=== REQUIREMENT ===
Please edit the data below so that every "Annotation instructions" becomes "Labeling instructions", with all other wording unchanged. Leave the pictures out of your answer.

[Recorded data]
>> begin

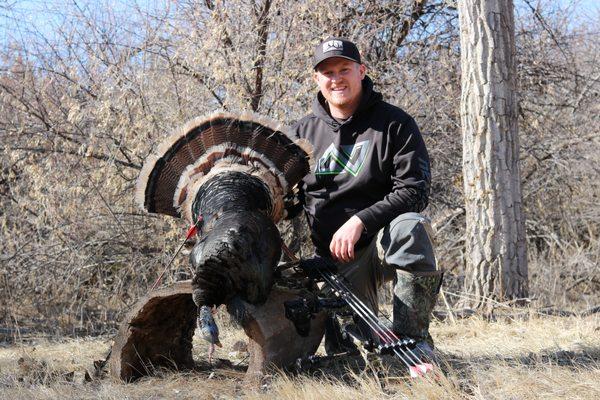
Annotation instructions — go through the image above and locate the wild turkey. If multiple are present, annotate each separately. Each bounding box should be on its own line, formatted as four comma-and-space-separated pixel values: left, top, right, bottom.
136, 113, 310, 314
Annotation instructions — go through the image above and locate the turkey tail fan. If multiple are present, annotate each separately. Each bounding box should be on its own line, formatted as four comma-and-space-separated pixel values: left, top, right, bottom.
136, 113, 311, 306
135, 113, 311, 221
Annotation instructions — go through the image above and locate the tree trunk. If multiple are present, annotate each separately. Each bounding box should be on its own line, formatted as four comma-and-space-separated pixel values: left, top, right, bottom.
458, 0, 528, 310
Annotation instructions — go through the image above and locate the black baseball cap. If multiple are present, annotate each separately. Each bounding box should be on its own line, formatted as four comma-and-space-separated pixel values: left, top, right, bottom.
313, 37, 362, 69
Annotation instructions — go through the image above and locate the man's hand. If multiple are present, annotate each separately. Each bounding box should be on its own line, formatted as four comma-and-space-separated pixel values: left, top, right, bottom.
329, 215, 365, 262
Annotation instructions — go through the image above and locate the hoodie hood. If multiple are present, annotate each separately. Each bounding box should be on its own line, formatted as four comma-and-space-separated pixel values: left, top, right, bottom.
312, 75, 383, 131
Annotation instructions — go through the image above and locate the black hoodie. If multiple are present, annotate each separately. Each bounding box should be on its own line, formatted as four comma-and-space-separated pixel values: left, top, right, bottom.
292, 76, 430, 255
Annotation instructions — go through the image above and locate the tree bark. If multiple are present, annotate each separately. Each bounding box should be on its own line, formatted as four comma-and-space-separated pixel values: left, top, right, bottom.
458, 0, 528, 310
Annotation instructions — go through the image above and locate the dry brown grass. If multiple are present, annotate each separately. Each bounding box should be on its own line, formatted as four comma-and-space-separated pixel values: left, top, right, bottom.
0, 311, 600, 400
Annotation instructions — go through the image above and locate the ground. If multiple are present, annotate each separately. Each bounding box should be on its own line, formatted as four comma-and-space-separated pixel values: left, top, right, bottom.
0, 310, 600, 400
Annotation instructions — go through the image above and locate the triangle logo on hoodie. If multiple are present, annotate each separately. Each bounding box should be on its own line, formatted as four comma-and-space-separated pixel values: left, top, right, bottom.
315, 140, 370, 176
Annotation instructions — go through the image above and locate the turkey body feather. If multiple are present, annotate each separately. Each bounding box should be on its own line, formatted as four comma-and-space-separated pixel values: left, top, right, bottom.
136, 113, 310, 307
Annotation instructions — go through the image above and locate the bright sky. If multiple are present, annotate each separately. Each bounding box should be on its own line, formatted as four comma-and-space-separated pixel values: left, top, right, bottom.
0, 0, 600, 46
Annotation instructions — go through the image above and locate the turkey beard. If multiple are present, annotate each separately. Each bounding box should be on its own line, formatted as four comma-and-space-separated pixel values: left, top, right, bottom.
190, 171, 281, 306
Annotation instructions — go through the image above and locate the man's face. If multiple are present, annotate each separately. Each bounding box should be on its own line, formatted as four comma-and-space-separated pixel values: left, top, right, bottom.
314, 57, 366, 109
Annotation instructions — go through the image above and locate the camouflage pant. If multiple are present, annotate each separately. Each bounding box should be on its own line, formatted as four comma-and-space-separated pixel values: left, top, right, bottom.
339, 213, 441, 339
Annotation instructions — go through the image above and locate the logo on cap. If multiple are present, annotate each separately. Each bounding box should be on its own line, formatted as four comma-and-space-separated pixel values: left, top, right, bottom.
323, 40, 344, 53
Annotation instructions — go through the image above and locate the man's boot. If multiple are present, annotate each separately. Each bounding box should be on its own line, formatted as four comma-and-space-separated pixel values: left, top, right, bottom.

>> end

=== RESULT BELOW ===
Labeling instructions — go through the image above and locate the wild turkey. If multiple are present, annotate each separately. Each bounding box should be on its own line, formatted as four comma-and-space-separated pixel values: left, top, right, bottom.
136, 113, 310, 314
Labeling instructions — go through the image above and locate the turkey tail fan. If multiple are present, annotate each separately. Each bounding box should be on its own line, formatted as four comma-and-space-separated pixel values: left, top, right, bottom.
136, 113, 311, 306
135, 113, 311, 221
Labeling instructions — go through the image above and locate the tree trunk. If multiple are present, annotate each separately. Each bounding box should be on its own line, formatted as four comma-and-space-separated pixel values: left, top, right, bottom.
458, 0, 528, 310
Labeling instructions — go through the image above and locate the black baseball cap. If multiple are present, annotate each separately. Each bounding box should be on its own line, formatted as four comma-and-space-separated pixel values: left, top, right, bottom.
313, 37, 362, 69
Labeling instructions — go through the image above and locate the man's hand. If multiple are present, annotate each separately. Each bounding box should be on its own line, formatted as four comma-and-space-separated pixel values: left, top, right, bottom.
329, 215, 365, 262
Labeling instructions — go through the image above and locate the hoodie hood. If multiple are present, annotate each separately. Each bounding box should be on its own line, formatted as four comma-and-space-separated pixel values: left, top, right, bottom.
312, 75, 383, 131
Labeling instructions — go through the image above and locate the black hoodie. If multiple are present, annotate each separately. Each bounding box should be on its own line, formatted as four comma-and-space-separated pixel values: left, top, right, bottom.
292, 76, 430, 255
Labeling instructions — go through the image above and locate the tree bark. If multiple are present, annotate each separately. Each bounding box should be on its own line, formatted as four comma-and-space-separated pixel values: left, top, right, bottom.
458, 0, 528, 310
Labeling instructions — go through the image above and locate the dry brown grass. If multiple are present, annotate each separately. Each bounding box should be on its own line, formatted as four comma-and-space-separated pixel values: left, top, right, bottom.
0, 311, 600, 400
Labeling instructions — go through the image above and locate the ground. If multiple are present, annotate each separately. Each bounding box should be on its own line, formatted as four comma-and-space-separated pixel values: left, top, right, bottom.
0, 310, 600, 400
Labeling instructions — go through the image above and locate the triangle logo on hoodie. If multiple are present, annotate each separately. Each bounding box should be on its own line, formatted as four comma-and-space-separated pixel values: left, top, right, bottom.
315, 140, 370, 176
Labeling instructions — go through the image above and locate the turkey body feather. If multiple are present, annotate each separately. Each bounding box should be on its own line, formatted as four comma-and-space-separated pixel values: left, top, right, bottom.
136, 113, 310, 307
Labeling instructions — go through the image above and locate the bright sky. If multiple are present, annotate each separately. Each bounding box should be on its own line, formatted as four comma-and-space-separated pixel values: left, top, right, bottom.
0, 0, 600, 46
Labeling instructions — go through the image above and locate the turkey beard. If multiple are present, annotate each separately. Each bounding box should be on its own line, formatted as four comma-and-space-separated pixel values: left, top, right, bottom.
190, 171, 281, 306
Labeling instructions — go through the image above and locate the man's face. If multiple are present, annotate each separately. Each bounding box should be on its own line, formatted as four comma-and-space-separated pixel values: left, top, right, bottom.
314, 57, 366, 109
Labeling instructions — go through the image above and locate the camouflage pant. If multiple are present, annotate each separately. Each bounding box should be on its own line, formatted as four comma-and-space-separated pixel values: left, top, right, bottom.
339, 213, 441, 339
Labeling instructions — go through the image above and locate the logo on cap. If multiple are present, annotate each separately. Each bounding box should be on its own line, formatted as four comma-and-space-separated pixel values: left, top, right, bottom.
323, 40, 344, 53
Labeling instructions — go through the image above and locate the man's boot. If multiple are present, annotate each separately. Each bounding box should be on its own line, formatted as four comma-and-space-separated pixel values: left, top, right, bottom.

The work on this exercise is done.